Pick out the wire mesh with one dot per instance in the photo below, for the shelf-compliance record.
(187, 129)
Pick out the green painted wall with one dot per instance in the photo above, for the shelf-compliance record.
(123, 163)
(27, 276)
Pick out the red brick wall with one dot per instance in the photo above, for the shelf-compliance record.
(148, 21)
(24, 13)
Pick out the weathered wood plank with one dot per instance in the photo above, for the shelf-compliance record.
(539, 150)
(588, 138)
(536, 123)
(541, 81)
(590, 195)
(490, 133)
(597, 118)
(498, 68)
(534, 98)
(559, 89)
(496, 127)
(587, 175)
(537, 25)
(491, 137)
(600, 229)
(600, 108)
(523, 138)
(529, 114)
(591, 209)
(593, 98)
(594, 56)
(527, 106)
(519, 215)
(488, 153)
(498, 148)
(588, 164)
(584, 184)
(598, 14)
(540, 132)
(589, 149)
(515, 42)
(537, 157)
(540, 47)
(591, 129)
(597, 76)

=====

## Requirements
Reproduce every one of the records above word for word, with no changes.

## Exercise output
Pick out the wire mesh with one dot per instance in the photo below, for the shelf-compliance record.
(187, 129)
Pick out the green painted wall with one dot per instance in the photo above, for the shelf-compliance record.
(123, 163)
(27, 276)
Pick out the red brick wall with one dot per instance in the photo above, for the shelf-compliance record.
(148, 21)
(24, 13)
Pick out the weathered wood plank with one dot per instance in the photo above, for the shelf-compliance record.
(539, 150)
(588, 138)
(536, 123)
(541, 81)
(590, 195)
(490, 133)
(597, 118)
(498, 68)
(534, 98)
(559, 89)
(496, 127)
(587, 175)
(537, 25)
(491, 137)
(600, 229)
(600, 108)
(523, 138)
(529, 114)
(591, 209)
(593, 98)
(594, 56)
(527, 106)
(519, 215)
(488, 153)
(498, 148)
(588, 164)
(584, 184)
(598, 14)
(540, 132)
(589, 149)
(515, 42)
(537, 157)
(540, 47)
(591, 129)
(597, 76)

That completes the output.